TEKS DOKUMEN:
:::
Jika kita analogikan hubungan antara orang tua dan anak dengan pemimpin perusahaan dan para karyawannya, maka konsep disiplin positif ini sangat cocok untuk diterapkan di dalam organisasi yang memiliki aspirasi untuk menghasilkan karya serta pribadi yang bermanfaat bagi diri sendiri, orang lain, maupun bangsa dan negara.
Sebuah organisasi yang pembelajar dan memiliki nilai-nilai luhur tentunya menginginkan agar para karyawannya memiliki disiplin diri dan integritas serta mampu membuat keputusan yang benar. Tentunya, bukan karena ketakutan pada ancaman atau konsekuensi, melainkan karena kuatnya nilai-nilai luhur yang dipegang oleh setiap individu organisasi, sehingga nilai-nilai tersebut menjadi kompas dari setiap tindakan perilaku karyawan.
Sang orangtua, atau pemimpin puncak organisasi baik Direksi, C-Level, Komisaris, Yayasan, maupun jabatan lainnya yang sejenis, dapat mempelajari prinsip-prinsip Disiplin Positif bagi organisasi.
Pendekatan yang tegas namun lembut sangatlah penting untuk membangun kepemimpinan yang transformatif, budaya yang efektif, dan berdampak pada kinerja organisasi. Pemimpin perlu menciptakan rasa aman secara psikologis (Psychological Safety) bagi para karyawannya. Karena karyawan yang merasa aman, akan lebih percaya diri bahwa dirinya adalah bagian yang berharga bagi organisasi (inclusion safety), berani belajar lewat mengajukan pertanyaan (learner safety), merasa aman untuk berpendapat tanpa takut ditertawakan/dihina (contributor safety), dan merasa aman untuk berbeda pendapat baik pada kolega maupun otoritas (challenger safety).
:::
DATA TERSIMPAN:
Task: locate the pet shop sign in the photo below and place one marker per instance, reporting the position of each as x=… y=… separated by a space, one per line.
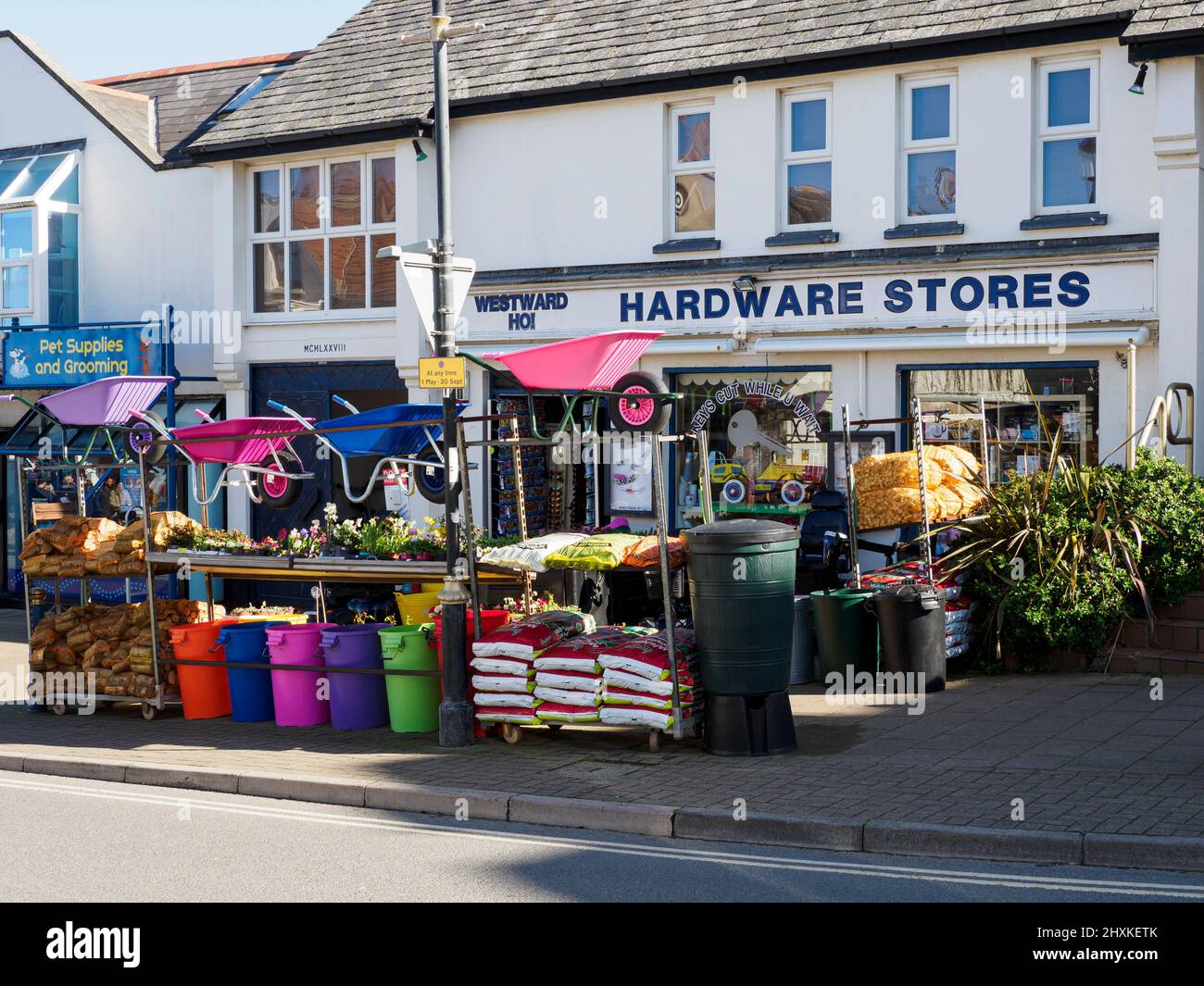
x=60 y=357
:::
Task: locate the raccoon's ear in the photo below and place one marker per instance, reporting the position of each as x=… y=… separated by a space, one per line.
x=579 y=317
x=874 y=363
:::
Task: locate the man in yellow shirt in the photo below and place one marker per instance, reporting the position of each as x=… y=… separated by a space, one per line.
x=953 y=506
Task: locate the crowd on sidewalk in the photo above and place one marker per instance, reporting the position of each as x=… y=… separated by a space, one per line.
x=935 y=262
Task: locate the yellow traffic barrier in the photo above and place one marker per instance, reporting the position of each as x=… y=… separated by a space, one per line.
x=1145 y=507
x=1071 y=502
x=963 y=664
:::
TUJUAN TUGAS 1:
Kutiplah secara persis bagian teks tentang disiplin positif dalam organisasi yang diawali dengan kata-kata yang memuat "Sebuah organisasi yang" dan diakhiri dengan "Positif bagi organisasi.".
TUJUAN TUGAS 2:
Menurut teks tentang disiplin positif dalam organisasi, apa yang perlu diciptakan oleh pemimpin bagi para karyawannya?

JAWABAN 1:
Sebuah organisasi yang pembelajar dan memiliki nilai-nilai luhur tentunya menginginkan agar para karyawannya memiliki disiplin diri dan integritas serta mampu membuat keputusan yang benar. Tentunya, bukan karena ketakutan pada ancaman atau konsekuensi, melainkan karena kuatnya nilai-nilai luhur yang dipegang oleh setiap individu organisasi, sehingga nilai-nilai tersebut menjadi kompas dari setiap tindakan perilaku karyawan.
Sang orangtua, atau pemimpin puncak organisasi baik Direksi, C-Level, Komisaris, Yayasan, maupun jabatan lainnya yang sejenis, dapat mempelajari prinsip-prinsip Disiplin Positif bagi organisasi.

JAWABAN 2:
Rasa aman secara psikologis (Psychological Safety).